Document segment:
==*==

Underlying EBITDA of €864 million in Q2 2022 was up +43.4% as a result of pricing actions, higher sales volumes, and foreign exchange, with a slightly negative scope effect. On an organic basis, excluding the impacts of foreign exchange and scope, underlying EBITDA increased by 34.9%. EBITDA margins increased slightly to 24.8% for the second quarter mainly as a result of price actions needed to offset rising cost of raw materials, energy and logistics.
Free cash flow to shareholders from continuing operations increased from €135 million in Q2 2021 to €257 million in the second quarter of 2022, reflecting the strong performance and the higher working capital and capex for growth projects. Free cash flow in the first half of 2022 was €473 million, +13% higher than first half 2021.
Underlying net financial debt was slightly up at €4.0 billion at the end of the first half of 2022, after the dividend payment and the cash paid for the acquisition of the 20% minority stake of AGC in the Soda Ash JV in May 2022. The strong free cash flow of €473 million contributed to bring the leverage ratio to a historical low of 1.5x.
Provisions decreased by €374 million to €2.23 billion compared to December 2021, primarily reflecting the impact from higher discount rates.
| (in € million) | H1 2021 | Scope | Forex | Volume | Price | H1 2022 | Yoy % | Organic % |
|---|---|---|---|---|---|---|---|---|
| Materials | 1,400 | -8 | 77 | 184 | 274 | 1,927 | +37.7% | +31.2% |
| Chemicals | 1,610 | -17 | 93 | 19 | 452 | 2,158 | +34.0% | +27.9% |
| Solutions | 1,815 | -40 | 111 | 117 | 440 | 2,443 | +34.6% | +29.5% |
| Corporate | 4 | - | -1 | 1 | - | 4 | +16.7% | +34.9% |
| Solvay | 4,829 | -64 | 281 | 321 | 1,165 | 6,532 | +35.3% | +29.5% |
| (in € million) | Q2 2021 | Scope | Forex | Volume | Price | Q2 2022 | Yoy % | Organic % |
|---|---|---|---|---|---|---|---|---|
| Materials | 711 | 1 | 47 | 102 | 188 | 1,048 | +47.4% | +38.2% |
| Chemicals | 820 | -3 | 61 | -8 | 248 | 1,118 | +36.4% | +27.4% |
| Solutions | 925 | -9 | 69 | 69 | 254 | 1,309 | +41.5% | +32.9% |
| Corporate | 1 | - | - | 1 | - | 2 | +81.6% | +88.4% |
| Solvay | 2,456 | -11 | 177 | 164 | 690 | 3,477 | +41.5% | +32.6% |
Segment sales in Q2 2022 increased +47.4% (+38.2% organically) driven by strong demand for Specialty Polymers and Composite materials leading to record second quarter sales and earnings.
Sales in Specialty Polymers were at record levels, increasing +51.0% (+43.0% organically) compared to the second quarter of 2021, and +21% sequentially versus Q1 2022. Price increases were the largest contributor to sales growth, while demand remained strong in most markets – particularly in automotive (incl. EV batteries), healthcare, and electronics.

==*==

Data records:
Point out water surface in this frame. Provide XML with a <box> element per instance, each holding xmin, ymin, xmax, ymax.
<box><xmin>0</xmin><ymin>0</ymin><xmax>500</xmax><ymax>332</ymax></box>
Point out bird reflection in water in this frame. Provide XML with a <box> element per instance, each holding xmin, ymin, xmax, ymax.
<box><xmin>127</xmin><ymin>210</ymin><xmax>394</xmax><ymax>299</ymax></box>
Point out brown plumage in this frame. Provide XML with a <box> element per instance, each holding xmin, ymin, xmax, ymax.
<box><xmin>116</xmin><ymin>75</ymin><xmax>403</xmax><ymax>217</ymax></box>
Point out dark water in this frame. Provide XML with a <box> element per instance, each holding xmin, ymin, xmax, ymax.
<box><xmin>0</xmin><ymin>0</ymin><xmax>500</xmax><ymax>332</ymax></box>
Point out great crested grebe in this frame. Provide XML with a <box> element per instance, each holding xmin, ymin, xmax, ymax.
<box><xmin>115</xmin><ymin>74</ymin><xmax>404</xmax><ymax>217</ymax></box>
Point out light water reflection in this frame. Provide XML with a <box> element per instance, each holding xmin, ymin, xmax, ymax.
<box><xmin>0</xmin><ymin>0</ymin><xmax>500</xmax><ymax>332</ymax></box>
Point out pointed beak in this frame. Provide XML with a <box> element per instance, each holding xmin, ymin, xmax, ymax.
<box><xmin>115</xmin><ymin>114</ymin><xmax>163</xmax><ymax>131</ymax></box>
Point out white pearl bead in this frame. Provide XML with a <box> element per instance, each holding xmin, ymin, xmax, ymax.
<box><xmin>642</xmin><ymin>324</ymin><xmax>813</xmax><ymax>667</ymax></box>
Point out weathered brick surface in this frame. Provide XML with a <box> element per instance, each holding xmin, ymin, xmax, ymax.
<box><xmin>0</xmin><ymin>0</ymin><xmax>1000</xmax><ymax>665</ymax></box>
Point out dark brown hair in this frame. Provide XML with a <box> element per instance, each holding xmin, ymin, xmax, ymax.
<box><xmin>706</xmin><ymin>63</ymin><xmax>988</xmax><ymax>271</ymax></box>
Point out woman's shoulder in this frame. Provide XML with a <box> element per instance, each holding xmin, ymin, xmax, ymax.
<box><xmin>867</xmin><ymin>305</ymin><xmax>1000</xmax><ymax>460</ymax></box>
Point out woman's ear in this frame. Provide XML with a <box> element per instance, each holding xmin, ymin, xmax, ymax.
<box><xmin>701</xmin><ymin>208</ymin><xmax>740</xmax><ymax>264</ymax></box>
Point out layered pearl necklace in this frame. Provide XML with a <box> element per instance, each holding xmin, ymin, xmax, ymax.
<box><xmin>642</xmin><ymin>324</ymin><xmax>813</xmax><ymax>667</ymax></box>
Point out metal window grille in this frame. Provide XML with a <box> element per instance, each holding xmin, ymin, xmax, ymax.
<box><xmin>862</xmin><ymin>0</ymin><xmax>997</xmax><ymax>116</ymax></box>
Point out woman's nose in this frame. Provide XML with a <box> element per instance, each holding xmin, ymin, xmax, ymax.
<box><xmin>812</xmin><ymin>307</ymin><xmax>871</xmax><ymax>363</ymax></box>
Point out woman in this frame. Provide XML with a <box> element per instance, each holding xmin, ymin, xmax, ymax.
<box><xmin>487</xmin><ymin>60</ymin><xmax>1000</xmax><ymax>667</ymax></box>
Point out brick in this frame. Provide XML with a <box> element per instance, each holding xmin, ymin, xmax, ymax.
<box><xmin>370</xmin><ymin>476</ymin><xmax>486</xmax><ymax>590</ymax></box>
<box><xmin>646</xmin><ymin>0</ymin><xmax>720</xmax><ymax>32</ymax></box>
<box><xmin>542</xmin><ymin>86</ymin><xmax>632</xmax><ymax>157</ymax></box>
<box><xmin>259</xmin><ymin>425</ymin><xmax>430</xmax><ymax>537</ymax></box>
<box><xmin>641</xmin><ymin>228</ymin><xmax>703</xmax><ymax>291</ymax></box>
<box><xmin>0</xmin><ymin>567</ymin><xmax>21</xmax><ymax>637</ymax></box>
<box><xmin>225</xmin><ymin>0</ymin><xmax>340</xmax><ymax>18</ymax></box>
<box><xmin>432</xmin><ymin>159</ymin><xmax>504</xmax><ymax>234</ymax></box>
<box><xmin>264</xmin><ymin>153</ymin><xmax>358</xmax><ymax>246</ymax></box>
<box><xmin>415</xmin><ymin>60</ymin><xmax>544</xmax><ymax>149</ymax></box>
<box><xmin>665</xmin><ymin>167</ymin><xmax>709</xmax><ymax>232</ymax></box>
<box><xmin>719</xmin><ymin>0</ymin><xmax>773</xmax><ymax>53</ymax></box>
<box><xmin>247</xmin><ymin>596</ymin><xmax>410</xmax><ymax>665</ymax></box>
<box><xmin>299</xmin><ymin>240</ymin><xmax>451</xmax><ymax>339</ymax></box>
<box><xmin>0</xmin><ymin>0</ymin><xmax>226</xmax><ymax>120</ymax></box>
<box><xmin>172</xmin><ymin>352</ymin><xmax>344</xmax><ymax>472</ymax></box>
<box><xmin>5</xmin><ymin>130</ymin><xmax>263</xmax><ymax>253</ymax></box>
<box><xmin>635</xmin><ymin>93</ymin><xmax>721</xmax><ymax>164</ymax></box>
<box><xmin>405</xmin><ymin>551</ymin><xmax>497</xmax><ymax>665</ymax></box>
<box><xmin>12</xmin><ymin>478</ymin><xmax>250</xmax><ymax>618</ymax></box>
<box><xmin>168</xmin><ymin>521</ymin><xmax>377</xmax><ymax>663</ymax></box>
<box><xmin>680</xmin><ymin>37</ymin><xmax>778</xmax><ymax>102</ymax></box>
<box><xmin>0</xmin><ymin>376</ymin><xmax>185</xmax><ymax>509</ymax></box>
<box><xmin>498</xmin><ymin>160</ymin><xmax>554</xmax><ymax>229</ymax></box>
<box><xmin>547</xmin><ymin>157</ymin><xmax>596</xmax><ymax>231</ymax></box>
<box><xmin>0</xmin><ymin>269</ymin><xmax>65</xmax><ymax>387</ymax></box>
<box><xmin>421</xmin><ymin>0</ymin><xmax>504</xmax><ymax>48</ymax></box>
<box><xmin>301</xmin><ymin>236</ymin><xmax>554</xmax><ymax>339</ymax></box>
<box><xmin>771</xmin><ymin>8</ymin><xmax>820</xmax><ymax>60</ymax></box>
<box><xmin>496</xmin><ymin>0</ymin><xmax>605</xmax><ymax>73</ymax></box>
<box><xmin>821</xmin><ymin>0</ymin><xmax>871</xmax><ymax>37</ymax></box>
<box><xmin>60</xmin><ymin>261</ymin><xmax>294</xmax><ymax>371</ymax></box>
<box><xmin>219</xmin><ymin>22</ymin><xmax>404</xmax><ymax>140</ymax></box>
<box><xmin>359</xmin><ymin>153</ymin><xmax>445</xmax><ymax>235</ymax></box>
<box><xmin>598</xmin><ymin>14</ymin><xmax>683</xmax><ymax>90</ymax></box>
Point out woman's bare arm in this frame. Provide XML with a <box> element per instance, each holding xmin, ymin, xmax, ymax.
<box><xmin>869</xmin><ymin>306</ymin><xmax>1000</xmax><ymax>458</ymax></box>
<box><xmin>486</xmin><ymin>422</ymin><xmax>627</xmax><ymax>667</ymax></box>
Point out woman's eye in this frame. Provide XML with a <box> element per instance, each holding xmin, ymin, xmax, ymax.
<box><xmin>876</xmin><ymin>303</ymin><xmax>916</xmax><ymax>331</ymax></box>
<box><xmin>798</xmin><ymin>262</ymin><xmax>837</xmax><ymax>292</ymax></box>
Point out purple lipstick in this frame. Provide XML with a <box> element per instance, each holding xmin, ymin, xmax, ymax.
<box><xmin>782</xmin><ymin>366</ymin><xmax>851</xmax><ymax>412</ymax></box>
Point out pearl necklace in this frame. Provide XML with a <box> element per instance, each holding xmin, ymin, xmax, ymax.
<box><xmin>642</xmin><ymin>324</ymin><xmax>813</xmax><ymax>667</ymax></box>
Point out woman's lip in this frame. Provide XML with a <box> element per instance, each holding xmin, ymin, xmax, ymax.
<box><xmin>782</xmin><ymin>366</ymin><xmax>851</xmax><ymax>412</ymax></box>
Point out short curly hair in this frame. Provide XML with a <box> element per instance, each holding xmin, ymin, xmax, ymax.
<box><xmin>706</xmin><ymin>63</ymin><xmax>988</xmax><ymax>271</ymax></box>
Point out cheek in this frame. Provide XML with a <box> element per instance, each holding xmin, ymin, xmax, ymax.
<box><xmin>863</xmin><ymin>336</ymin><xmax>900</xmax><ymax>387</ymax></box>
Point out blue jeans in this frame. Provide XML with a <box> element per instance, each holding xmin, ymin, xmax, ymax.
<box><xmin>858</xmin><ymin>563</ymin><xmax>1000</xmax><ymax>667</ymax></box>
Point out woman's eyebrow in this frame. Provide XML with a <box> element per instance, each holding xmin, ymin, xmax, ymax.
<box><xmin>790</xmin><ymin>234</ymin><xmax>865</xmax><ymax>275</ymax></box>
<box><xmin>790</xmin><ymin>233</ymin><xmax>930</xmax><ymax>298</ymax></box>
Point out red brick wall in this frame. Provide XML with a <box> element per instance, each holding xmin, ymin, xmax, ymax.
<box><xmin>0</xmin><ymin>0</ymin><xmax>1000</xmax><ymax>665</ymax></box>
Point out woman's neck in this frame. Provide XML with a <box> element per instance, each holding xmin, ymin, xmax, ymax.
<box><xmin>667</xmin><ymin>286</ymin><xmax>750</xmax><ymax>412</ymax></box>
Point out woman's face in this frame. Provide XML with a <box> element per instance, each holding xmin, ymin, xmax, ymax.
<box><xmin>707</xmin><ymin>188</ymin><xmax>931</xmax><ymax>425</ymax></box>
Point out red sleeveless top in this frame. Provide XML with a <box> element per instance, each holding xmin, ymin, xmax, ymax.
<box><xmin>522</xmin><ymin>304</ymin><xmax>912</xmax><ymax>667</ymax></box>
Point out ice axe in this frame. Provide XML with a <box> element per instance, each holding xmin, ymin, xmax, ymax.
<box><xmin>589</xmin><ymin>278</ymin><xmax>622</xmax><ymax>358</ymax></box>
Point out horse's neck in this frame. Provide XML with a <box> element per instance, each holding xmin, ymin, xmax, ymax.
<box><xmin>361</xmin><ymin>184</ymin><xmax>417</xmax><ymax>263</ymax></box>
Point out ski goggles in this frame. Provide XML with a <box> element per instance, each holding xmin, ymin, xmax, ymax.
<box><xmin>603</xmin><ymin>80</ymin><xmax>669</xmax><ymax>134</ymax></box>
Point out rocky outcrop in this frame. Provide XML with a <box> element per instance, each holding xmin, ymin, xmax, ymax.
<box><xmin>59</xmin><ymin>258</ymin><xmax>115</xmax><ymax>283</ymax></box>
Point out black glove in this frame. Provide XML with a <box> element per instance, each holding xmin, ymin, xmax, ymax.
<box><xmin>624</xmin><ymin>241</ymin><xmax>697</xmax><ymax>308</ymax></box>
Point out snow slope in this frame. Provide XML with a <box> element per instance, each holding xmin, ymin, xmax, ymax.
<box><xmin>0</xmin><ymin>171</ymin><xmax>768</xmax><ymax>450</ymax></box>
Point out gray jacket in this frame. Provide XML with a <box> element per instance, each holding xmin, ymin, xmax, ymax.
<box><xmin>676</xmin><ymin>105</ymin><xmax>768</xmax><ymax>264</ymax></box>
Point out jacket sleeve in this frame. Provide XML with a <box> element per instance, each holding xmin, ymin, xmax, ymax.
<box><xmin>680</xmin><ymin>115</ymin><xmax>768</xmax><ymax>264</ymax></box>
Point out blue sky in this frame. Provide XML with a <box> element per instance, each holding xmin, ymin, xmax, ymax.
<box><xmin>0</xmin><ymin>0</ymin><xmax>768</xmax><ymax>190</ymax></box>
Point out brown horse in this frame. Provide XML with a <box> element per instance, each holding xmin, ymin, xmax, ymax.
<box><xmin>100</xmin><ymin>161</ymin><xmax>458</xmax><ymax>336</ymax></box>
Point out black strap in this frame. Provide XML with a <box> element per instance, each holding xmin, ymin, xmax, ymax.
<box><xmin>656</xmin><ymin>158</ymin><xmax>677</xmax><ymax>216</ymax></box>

==*==

The problem: Will you transcribe the Solvay results text word for word, between "Free cash flow to" and "higher discount rates.", inclusive? These rows were taken from a separate source.

Solution below:
Free cash flow to shareholders from continuing operations increased from €135 million in Q2 2021 to €257 million in the second quarter of 2022, reflecting the strong performance and the higher working capital and capex for growth projects. Free cash flow in the first half of 2022 was €473 million, +13% higher than first half 2021.
Underlying net financial debt was slightly up at €4.0 billion at the end of the first half of 2022, after the dividend payment and the cash paid for the acquisition of the 20% minority stake of AGC in the Soda Ash JV in May 2022. The strong free cash flow of €473 million contributed to bring the leverage ratio to a historical low of 1.5x.
Provisions decreased by €374 million to €2.23 billion compared to December 2021, primarily reflecting the impact from higher discount rates.